REQUEST
Copy out the part of the items below that opens at their very start and closes with the line containing "M256 128L252 129L252", including that line. Leave the pictures out of your copy.

Region segmentation data:
--- Start ---
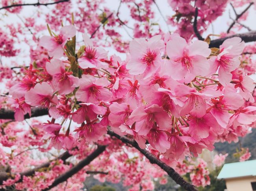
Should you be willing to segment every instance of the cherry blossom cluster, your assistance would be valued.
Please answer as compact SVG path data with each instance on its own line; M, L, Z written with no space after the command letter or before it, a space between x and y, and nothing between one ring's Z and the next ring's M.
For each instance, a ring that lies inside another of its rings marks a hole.
M218 139L235 140L237 131L247 132L256 120L256 107L244 107L254 102L254 85L239 68L244 47L239 38L211 49L176 34L136 38L122 60L93 46L86 34L75 53L73 25L54 34L40 39L51 58L42 68L31 67L9 93L19 121L31 106L49 109L53 119L40 127L56 148L92 144L109 126L142 148L147 141L166 160L178 160L212 150ZM60 118L77 128L61 133L54 123Z
M0 121L2 135L0 143L2 146L0 149L1 168L7 169L7 171L11 172L13 176L3 181L1 187L15 186L17 190L28 188L41 190L46 188L57 177L75 165L79 160L86 157L95 147L78 143L77 148L70 151L75 158L68 161L53 160L49 166L36 171L33 176L23 176L22 181L18 181L20 177L19 173L54 158L49 158L48 156L47 153L54 153L54 149L42 138L47 132L37 127L36 124L39 122L37 120L30 120L29 127L24 122ZM120 141L113 141L107 137L98 143L108 144L108 150L100 158L69 178L67 183L55 187L54 190L72 191L82 188L83 182L89 176L87 173L88 171L106 173L107 174L98 174L94 177L102 182L107 180L117 183L122 181L130 191L138 190L140 186L143 188L143 190L152 190L153 179L165 179L166 173L160 170L158 167L152 166L148 160L143 159L135 149L125 148ZM136 156L134 155L135 153ZM40 159L37 156L39 154ZM35 157L32 157L33 155Z

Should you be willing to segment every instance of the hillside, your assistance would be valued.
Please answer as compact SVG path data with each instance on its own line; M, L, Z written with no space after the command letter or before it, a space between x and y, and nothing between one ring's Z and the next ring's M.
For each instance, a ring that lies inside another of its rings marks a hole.
M256 128L252 129L252 133L245 137L239 139L241 145L243 147L248 147L251 152L252 156L249 160L256 159ZM227 142L217 143L215 144L215 150L219 153L228 153L226 159L226 163L237 162L238 158L233 157L233 154L236 152L236 149L239 148L239 143L232 142L229 144Z

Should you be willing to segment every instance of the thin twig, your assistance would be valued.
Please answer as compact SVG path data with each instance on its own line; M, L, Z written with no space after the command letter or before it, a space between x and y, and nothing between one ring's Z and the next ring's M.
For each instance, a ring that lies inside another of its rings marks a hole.
M167 28L168 29L168 31L170 31L170 29L169 29L169 25L167 23L167 22L166 22L166 20L165 20L165 18L163 15L162 12L161 11L161 10L160 10L160 8L159 8L159 7L158 7L158 4L156 4L156 1L155 1L155 0L152 0L152 1L155 4L155 5L156 5L156 8L157 8L158 11L159 11L159 13L160 13L160 15L161 15L161 16L163 18L163 20L165 23L165 24L166 24L166 26L167 27Z
M35 135L36 136L37 135L37 133L36 132L35 130L33 128L31 127L31 126L30 126L30 125L28 123L28 122L26 121L26 119L25 120L25 121L26 123L27 123L28 125L28 126L29 126L29 127L30 127L30 129L31 129L32 132L33 133L33 134L34 134L34 135Z
M106 22L106 21L107 20L108 20L108 18L109 18L109 17L110 17L112 16L112 15L113 15L113 13L111 13L110 15L109 15L108 16L108 17L105 18L104 19L104 20L102 20L102 22L103 23L104 23L105 22ZM95 31L93 31L93 32L92 33L91 35L91 37L90 37L90 38L93 38L93 36L94 36L94 35L95 35L95 34L96 33L96 32L97 32L97 31L98 31L98 30L100 29L100 27L101 27L102 25L102 24L100 24L100 25L99 25L98 26L98 27L96 28L96 30L95 30Z
M234 7L232 5L231 5L231 6L233 8L233 9L235 11L235 14L236 15L236 19L235 19L235 21L233 21L233 22L230 25L229 27L228 27L228 30L227 30L227 33L229 33L229 32L230 31L231 29L232 28L233 26L235 25L236 24L236 21L237 21L238 20L238 19L240 18L241 16L243 16L243 15L250 8L251 6L252 6L253 4L253 2L252 2L249 4L249 5L247 6L246 8L244 10L242 13L241 13L239 15L237 15L237 13L236 13L236 12L235 11L235 9L234 8Z
M9 9L9 8L13 7L22 7L23 6L35 6L37 7L37 6L40 5L44 5L44 6L47 6L50 5L53 5L54 4L57 4L58 3L63 3L64 2L69 2L70 0L60 0L59 1L56 1L55 2L53 2L52 3L40 3L39 2L37 2L36 3L32 3L32 4L14 4L8 6L6 6L5 7L3 7L0 8L0 10L4 9Z
M134 4L137 7L137 9L138 9L138 11L139 11L139 20L140 20L141 22L142 22L142 18L141 18L141 11L139 10L139 5L135 2L134 2Z
M126 26L127 28L129 28L130 29L132 29L133 30L134 29L133 28L127 25L124 23L124 22L119 17L119 10L120 9L120 7L121 7L121 4L122 4L122 0L120 0L120 3L119 4L119 6L118 6L118 8L117 9L117 18L121 23L121 24Z
M236 22L236 23L237 23L239 25L241 25L241 26L242 26L244 28L245 28L246 29L247 29L248 30L248 31L252 31L252 29L250 29L249 27L247 27L247 26L246 26L245 25L243 24L240 23L240 22L237 21L237 20L235 20L234 18L230 18L234 22Z
M195 34L198 38L198 40L204 40L204 39L202 37L201 35L197 30L197 16L198 16L198 9L197 7L196 8L195 11L195 18L194 19L194 23L193 24L193 28L194 29L194 32Z

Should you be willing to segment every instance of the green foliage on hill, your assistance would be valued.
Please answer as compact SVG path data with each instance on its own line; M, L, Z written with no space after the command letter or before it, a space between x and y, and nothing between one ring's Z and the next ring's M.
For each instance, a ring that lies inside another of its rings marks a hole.
M252 156L250 160L256 159L256 128L252 129L252 133L247 135L245 137L239 139L242 147L249 148L249 151L251 152ZM239 149L239 143L232 142L230 144L227 142L224 143L217 143L214 144L215 150L219 153L228 153L228 156L226 159L225 162L229 163L236 162L239 159L233 157L233 154L237 152L237 149Z

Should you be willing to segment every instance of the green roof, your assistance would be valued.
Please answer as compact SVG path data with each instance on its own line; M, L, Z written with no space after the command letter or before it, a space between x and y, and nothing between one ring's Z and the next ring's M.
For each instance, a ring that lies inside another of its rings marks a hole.
M217 178L256 176L256 160L225 164Z

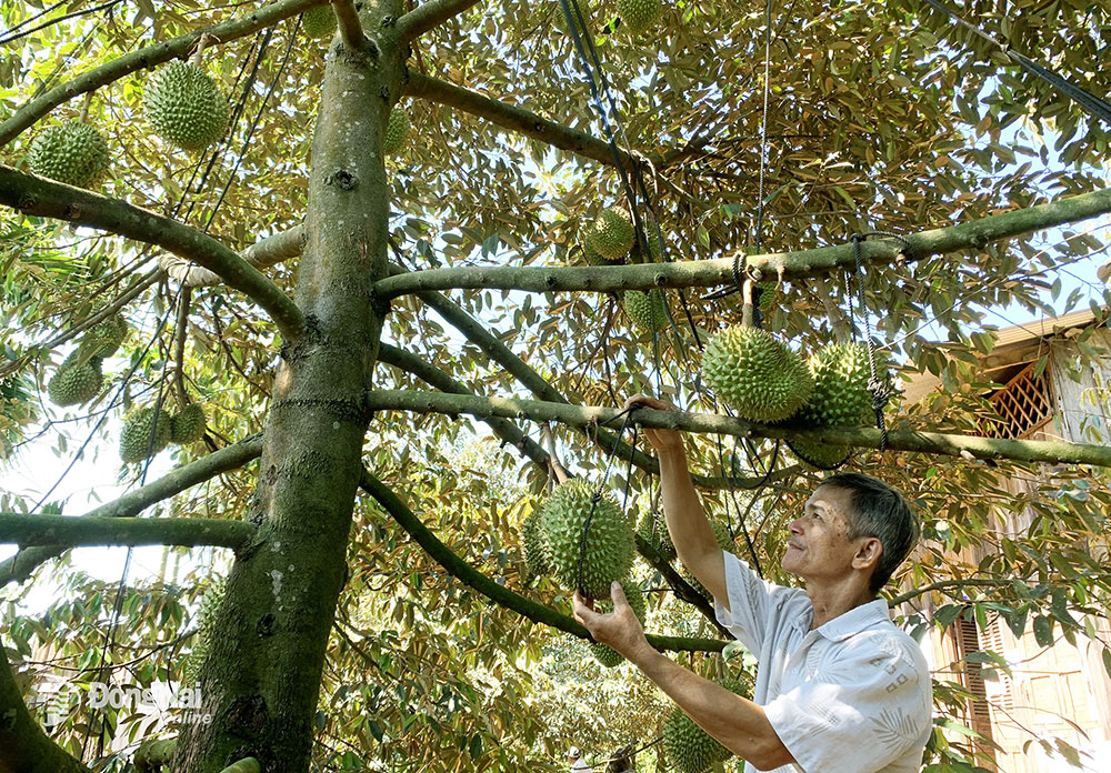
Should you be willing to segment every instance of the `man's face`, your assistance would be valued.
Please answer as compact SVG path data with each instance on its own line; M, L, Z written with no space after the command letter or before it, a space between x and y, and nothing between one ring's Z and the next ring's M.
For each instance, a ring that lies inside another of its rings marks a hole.
M852 559L864 538L849 540L852 492L820 485L807 500L802 516L788 525L791 536L783 570L808 582L839 580L852 571Z

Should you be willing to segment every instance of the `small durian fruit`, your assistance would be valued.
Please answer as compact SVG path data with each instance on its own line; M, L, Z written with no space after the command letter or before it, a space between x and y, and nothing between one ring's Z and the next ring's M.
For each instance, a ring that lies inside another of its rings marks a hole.
M608 495L594 503L594 493L583 480L561 483L543 505L540 529L557 582L567 590L578 590L581 563L582 592L591 599L607 599L610 583L624 580L629 573L637 549L632 526L618 503Z
M743 419L764 423L794 415L814 388L801 357L771 333L743 325L710 339L702 373L727 405Z
M649 29L662 13L661 0L618 0L621 27L631 34L639 34Z
M868 391L871 370L863 344L823 347L810 357L808 365L814 379L814 391L795 416L800 426L860 426L868 421L872 412L872 393ZM847 445L794 440L788 441L788 445L799 459L817 468L837 466L852 453Z
M663 513L645 512L637 524L637 533L663 558L669 561L675 558L675 544L671 541Z
M331 38L336 31L336 11L332 4L310 8L301 17L301 29L310 38Z
M154 406L140 408L123 420L120 433L120 458L128 463L141 462L170 443L170 414Z
M108 171L108 143L81 121L50 127L31 143L31 171L67 185L91 188Z
M401 152L409 141L410 129L408 111L399 107L390 110L390 118L386 122L386 134L382 137L382 152L387 155Z
M207 429L204 409L190 403L170 419L170 442L178 445L192 443L203 438Z
M66 408L67 405L80 405L96 398L104 385L104 377L100 365L99 357L84 359L80 357L80 350L71 354L58 368L50 379L50 383L47 384L50 402Z
M621 297L621 305L639 328L655 331L668 327L668 301L662 290L630 290Z
M605 260L622 261L629 257L635 235L629 215L611 207L587 229L587 244Z
M96 357L111 357L127 340L128 332L123 315L112 314L82 337L81 347L88 348Z
M644 592L640 590L640 585L629 580L621 583L621 590L624 591L625 600L628 600L629 606L632 608L633 614L637 615L637 620L643 625L644 615L648 613L648 602L644 599ZM612 612L613 601L611 599L599 599L598 606L600 612ZM612 669L624 660L622 655L618 654L617 650L605 644L592 642L590 644L590 652L594 655L594 660L607 669Z
M743 696L748 692L737 680L723 679L717 680L717 683L738 695ZM663 723L663 751L671 767L679 773L704 773L713 763L733 756L679 706L671 710Z
M524 546L524 563L529 568L529 579L551 574L551 556L540 529L540 509L533 510L521 524L521 543Z
M228 99L190 62L170 62L151 76L143 109L158 135L184 150L208 148L228 126Z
--- End ---
THE OUTPUT
Should you be willing to segment every instance of the cherry blossom cluster, your assistance would be valued.
Please answer as compact SVG path data with each instance on its own line; M, L, Z written with no space after the command letter or before it, a space between x and y, and nothing between one ring's Z and the next ring's M.
For each instance, a ring that lies inside another of its rings marks a hole.
M218 139L235 140L237 131L247 132L256 120L256 107L244 107L254 102L254 85L239 68L244 47L239 38L211 49L176 34L136 38L122 60L93 46L86 34L75 53L73 25L54 34L40 39L51 58L42 68L31 67L9 93L19 121L31 106L49 109L53 119L40 127L56 148L92 144L109 126L142 148L147 141L166 160L178 160L212 150ZM60 118L77 128L61 133L54 123Z
M0 121L2 135L0 143L2 146L0 149L1 168L7 169L7 171L11 172L13 176L3 181L1 187L15 186L17 190L28 188L41 190L46 188L57 177L75 165L79 160L86 157L95 147L78 143L77 148L70 151L75 158L68 161L53 160L49 166L36 171L33 176L23 176L22 181L18 181L20 177L19 173L54 158L49 158L48 156L47 153L54 153L54 149L42 138L47 132L37 127L36 124L39 122L37 120L30 120L29 127L24 122ZM120 141L113 141L107 137L98 143L108 144L108 150L100 158L69 178L67 183L55 187L54 190L72 191L82 188L83 182L89 176L87 173L88 171L106 173L107 174L98 174L94 177L102 182L107 180L117 183L122 181L130 191L138 190L140 186L143 188L143 190L152 190L153 179L165 179L166 173L160 170L158 167L152 166L148 160L143 159L135 149L125 148ZM136 156L134 155L135 153ZM40 159L37 156L39 154ZM35 157L32 157L33 155Z

Should you be willing to segment every instance of the hillside, your assistance would be valued.
Please answer as compact SVG path data with each instance on its own line; M, L, Z written with no space after the command letter or before it, a space between x and y, and nothing between one ring's Z and the next ring's M.
For each instance, a ring that lies inside another of its rings marks a hole.
M256 128L252 129L252 133L245 137L239 139L241 145L243 147L248 147L251 152L252 156L249 160L256 159ZM227 142L217 143L215 144L215 150L219 153L228 153L226 159L226 163L237 162L238 158L233 157L233 154L236 152L236 149L239 148L239 143L232 142L229 144Z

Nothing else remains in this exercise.